• What is required:
From the first line to the last, set down the material exactly and drop every picture.
· · ·
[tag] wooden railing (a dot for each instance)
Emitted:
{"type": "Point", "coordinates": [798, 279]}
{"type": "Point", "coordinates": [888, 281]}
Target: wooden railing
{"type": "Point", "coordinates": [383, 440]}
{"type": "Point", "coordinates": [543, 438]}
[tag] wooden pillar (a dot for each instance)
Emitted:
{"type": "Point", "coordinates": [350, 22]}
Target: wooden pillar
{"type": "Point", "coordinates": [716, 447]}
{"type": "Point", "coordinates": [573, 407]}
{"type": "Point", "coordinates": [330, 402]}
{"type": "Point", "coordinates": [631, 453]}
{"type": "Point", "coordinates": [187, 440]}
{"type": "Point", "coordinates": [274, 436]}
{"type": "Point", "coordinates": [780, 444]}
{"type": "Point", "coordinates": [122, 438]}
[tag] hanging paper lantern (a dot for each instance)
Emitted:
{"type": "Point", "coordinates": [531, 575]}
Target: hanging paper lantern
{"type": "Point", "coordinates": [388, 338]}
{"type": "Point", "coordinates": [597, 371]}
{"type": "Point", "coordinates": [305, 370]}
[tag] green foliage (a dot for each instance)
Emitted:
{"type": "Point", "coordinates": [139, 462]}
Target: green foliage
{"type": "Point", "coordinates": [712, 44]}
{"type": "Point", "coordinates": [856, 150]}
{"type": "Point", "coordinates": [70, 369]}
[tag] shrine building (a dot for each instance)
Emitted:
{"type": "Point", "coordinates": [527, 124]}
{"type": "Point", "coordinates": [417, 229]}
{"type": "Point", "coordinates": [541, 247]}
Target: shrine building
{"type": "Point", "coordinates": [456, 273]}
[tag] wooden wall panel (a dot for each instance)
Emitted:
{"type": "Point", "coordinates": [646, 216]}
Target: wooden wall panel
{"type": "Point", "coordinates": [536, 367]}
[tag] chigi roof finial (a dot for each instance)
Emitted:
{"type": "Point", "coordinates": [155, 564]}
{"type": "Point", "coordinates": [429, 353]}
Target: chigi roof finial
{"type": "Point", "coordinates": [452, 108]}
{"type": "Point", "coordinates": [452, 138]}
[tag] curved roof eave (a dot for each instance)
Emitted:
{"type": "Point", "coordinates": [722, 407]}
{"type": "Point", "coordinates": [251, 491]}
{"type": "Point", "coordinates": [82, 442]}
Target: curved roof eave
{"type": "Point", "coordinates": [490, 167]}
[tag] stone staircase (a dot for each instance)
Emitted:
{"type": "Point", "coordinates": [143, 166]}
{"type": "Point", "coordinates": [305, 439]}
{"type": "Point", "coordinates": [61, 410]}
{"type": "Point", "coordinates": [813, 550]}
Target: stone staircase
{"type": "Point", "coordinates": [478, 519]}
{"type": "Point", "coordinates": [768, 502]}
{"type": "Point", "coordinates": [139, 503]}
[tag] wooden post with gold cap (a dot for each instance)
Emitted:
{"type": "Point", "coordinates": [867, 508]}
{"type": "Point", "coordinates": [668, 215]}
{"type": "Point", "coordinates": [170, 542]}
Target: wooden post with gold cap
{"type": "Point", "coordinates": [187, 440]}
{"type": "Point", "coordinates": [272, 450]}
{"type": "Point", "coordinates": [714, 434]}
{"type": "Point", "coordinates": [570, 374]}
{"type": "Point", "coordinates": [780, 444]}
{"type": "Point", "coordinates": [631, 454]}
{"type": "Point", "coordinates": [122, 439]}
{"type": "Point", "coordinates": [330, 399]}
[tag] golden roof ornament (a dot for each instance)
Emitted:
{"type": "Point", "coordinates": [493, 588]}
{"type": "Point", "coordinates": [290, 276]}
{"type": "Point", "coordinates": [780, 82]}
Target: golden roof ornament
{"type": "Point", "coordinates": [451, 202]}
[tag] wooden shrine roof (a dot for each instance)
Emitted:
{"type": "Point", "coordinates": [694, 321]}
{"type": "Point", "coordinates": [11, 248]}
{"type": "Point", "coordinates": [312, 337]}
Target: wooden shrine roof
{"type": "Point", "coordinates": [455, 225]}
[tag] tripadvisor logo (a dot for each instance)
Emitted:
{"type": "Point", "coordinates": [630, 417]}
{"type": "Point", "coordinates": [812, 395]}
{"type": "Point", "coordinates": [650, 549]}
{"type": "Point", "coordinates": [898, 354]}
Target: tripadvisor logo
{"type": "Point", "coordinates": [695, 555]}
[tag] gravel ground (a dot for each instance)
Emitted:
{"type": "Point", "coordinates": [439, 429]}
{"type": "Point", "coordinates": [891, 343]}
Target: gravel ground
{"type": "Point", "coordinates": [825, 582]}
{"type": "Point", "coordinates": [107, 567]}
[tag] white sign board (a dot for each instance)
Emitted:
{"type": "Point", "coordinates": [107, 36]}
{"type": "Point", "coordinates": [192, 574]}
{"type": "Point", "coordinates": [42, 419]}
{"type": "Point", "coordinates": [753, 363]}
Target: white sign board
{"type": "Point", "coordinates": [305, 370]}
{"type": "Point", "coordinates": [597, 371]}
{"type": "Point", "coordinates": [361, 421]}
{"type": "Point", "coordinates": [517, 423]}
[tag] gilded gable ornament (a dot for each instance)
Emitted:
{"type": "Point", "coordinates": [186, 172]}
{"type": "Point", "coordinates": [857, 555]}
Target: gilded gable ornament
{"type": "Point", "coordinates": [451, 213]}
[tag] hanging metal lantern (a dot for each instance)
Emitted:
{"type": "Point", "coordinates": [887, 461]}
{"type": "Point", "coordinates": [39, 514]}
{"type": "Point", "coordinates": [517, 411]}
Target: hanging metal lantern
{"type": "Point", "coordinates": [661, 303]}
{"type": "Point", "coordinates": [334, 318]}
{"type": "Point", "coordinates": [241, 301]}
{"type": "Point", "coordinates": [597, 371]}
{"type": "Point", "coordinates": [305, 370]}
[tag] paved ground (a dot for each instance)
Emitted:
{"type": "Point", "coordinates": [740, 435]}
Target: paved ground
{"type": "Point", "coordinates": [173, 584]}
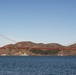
· · ·
• Result:
[tag] wooden railing (a dot for each instance)
Emitted:
{"type": "Point", "coordinates": [798, 279]}
{"type": "Point", "coordinates": [888, 281]}
Target: wooden railing
{"type": "Point", "coordinates": [383, 440]}
{"type": "Point", "coordinates": [543, 438]}
[tag] wooden pillar (a dot for each instance)
Emitted:
{"type": "Point", "coordinates": [350, 22]}
Target: wooden pillar
{"type": "Point", "coordinates": [716, 447]}
{"type": "Point", "coordinates": [573, 407]}
{"type": "Point", "coordinates": [330, 402]}
{"type": "Point", "coordinates": [631, 453]}
{"type": "Point", "coordinates": [187, 440]}
{"type": "Point", "coordinates": [274, 436]}
{"type": "Point", "coordinates": [780, 444]}
{"type": "Point", "coordinates": [122, 438]}
[tag] hanging paper lantern (a dot for each instance)
Emitted:
{"type": "Point", "coordinates": [531, 575]}
Target: hanging paper lantern
{"type": "Point", "coordinates": [388, 338]}
{"type": "Point", "coordinates": [597, 371]}
{"type": "Point", "coordinates": [305, 370]}
[tag] green foliage (a dot for each instance)
Emitted:
{"type": "Point", "coordinates": [139, 462]}
Target: green foliage
{"type": "Point", "coordinates": [712, 44]}
{"type": "Point", "coordinates": [856, 150]}
{"type": "Point", "coordinates": [70, 369]}
[tag] shrine building (a dot for each instance)
Emitted:
{"type": "Point", "coordinates": [527, 124]}
{"type": "Point", "coordinates": [417, 229]}
{"type": "Point", "coordinates": [541, 247]}
Target: shrine building
{"type": "Point", "coordinates": [456, 273]}
[tag] wooden wall panel (a dot for each instance)
Emitted:
{"type": "Point", "coordinates": [646, 216]}
Target: wooden wall panel
{"type": "Point", "coordinates": [536, 367]}
[tag] chigi roof finial (a dot for each instance)
Emitted:
{"type": "Point", "coordinates": [155, 564]}
{"type": "Point", "coordinates": [429, 353]}
Target: chigi roof finial
{"type": "Point", "coordinates": [452, 108]}
{"type": "Point", "coordinates": [452, 138]}
[tag] curved roof eave (a dot for each instance)
Emitted:
{"type": "Point", "coordinates": [722, 407]}
{"type": "Point", "coordinates": [251, 491]}
{"type": "Point", "coordinates": [82, 442]}
Target: curved roof eave
{"type": "Point", "coordinates": [490, 167]}
[tag] stone staircase (a dot for each instance)
Emitted:
{"type": "Point", "coordinates": [143, 166]}
{"type": "Point", "coordinates": [305, 439]}
{"type": "Point", "coordinates": [61, 410]}
{"type": "Point", "coordinates": [813, 550]}
Target: stone staircase
{"type": "Point", "coordinates": [478, 519]}
{"type": "Point", "coordinates": [768, 502]}
{"type": "Point", "coordinates": [139, 503]}
[tag] wooden post with gold cap (a dot for each instance)
Emitted:
{"type": "Point", "coordinates": [867, 508]}
{"type": "Point", "coordinates": [668, 215]}
{"type": "Point", "coordinates": [170, 542]}
Target: wooden post with gold cap
{"type": "Point", "coordinates": [187, 440]}
{"type": "Point", "coordinates": [272, 450]}
{"type": "Point", "coordinates": [714, 434]}
{"type": "Point", "coordinates": [570, 374]}
{"type": "Point", "coordinates": [780, 444]}
{"type": "Point", "coordinates": [631, 454]}
{"type": "Point", "coordinates": [122, 439]}
{"type": "Point", "coordinates": [330, 399]}
[tag] golden roof ornament (a dot for each instance)
Emitted:
{"type": "Point", "coordinates": [493, 588]}
{"type": "Point", "coordinates": [290, 276]}
{"type": "Point", "coordinates": [780, 82]}
Target: golden roof ornament
{"type": "Point", "coordinates": [451, 202]}
[tag] wooden shrine roof (a dot for each instance)
Emitted:
{"type": "Point", "coordinates": [694, 321]}
{"type": "Point", "coordinates": [11, 248]}
{"type": "Point", "coordinates": [312, 337]}
Target: wooden shrine roof
{"type": "Point", "coordinates": [455, 225]}
[tag] tripadvisor logo (a dot for each instance)
Emitted:
{"type": "Point", "coordinates": [630, 417]}
{"type": "Point", "coordinates": [812, 395]}
{"type": "Point", "coordinates": [650, 549]}
{"type": "Point", "coordinates": [898, 354]}
Target: tripadvisor logo
{"type": "Point", "coordinates": [695, 555]}
[tag] gravel ground (a dot for each instance)
Emitted:
{"type": "Point", "coordinates": [439, 429]}
{"type": "Point", "coordinates": [891, 343]}
Target: gravel ground
{"type": "Point", "coordinates": [825, 582]}
{"type": "Point", "coordinates": [107, 567]}
[tag] white sign board (a dot for each instance)
Emitted:
{"type": "Point", "coordinates": [107, 36]}
{"type": "Point", "coordinates": [192, 574]}
{"type": "Point", "coordinates": [42, 419]}
{"type": "Point", "coordinates": [753, 363]}
Target: white sign board
{"type": "Point", "coordinates": [305, 370]}
{"type": "Point", "coordinates": [597, 371]}
{"type": "Point", "coordinates": [361, 421]}
{"type": "Point", "coordinates": [517, 423]}
[tag] gilded gable ornament (a dot for each instance)
Emitted:
{"type": "Point", "coordinates": [186, 172]}
{"type": "Point", "coordinates": [857, 555]}
Target: gilded gable ornament
{"type": "Point", "coordinates": [451, 213]}
[tag] hanging metal lantern (a dot for each instance)
Emitted:
{"type": "Point", "coordinates": [887, 461]}
{"type": "Point", "coordinates": [39, 514]}
{"type": "Point", "coordinates": [517, 411]}
Target: hanging metal lantern
{"type": "Point", "coordinates": [661, 303]}
{"type": "Point", "coordinates": [334, 318]}
{"type": "Point", "coordinates": [241, 301]}
{"type": "Point", "coordinates": [597, 371]}
{"type": "Point", "coordinates": [305, 370]}
[tag] paved ground (a dot for each instance)
Emitted:
{"type": "Point", "coordinates": [740, 435]}
Target: paved ground
{"type": "Point", "coordinates": [173, 584]}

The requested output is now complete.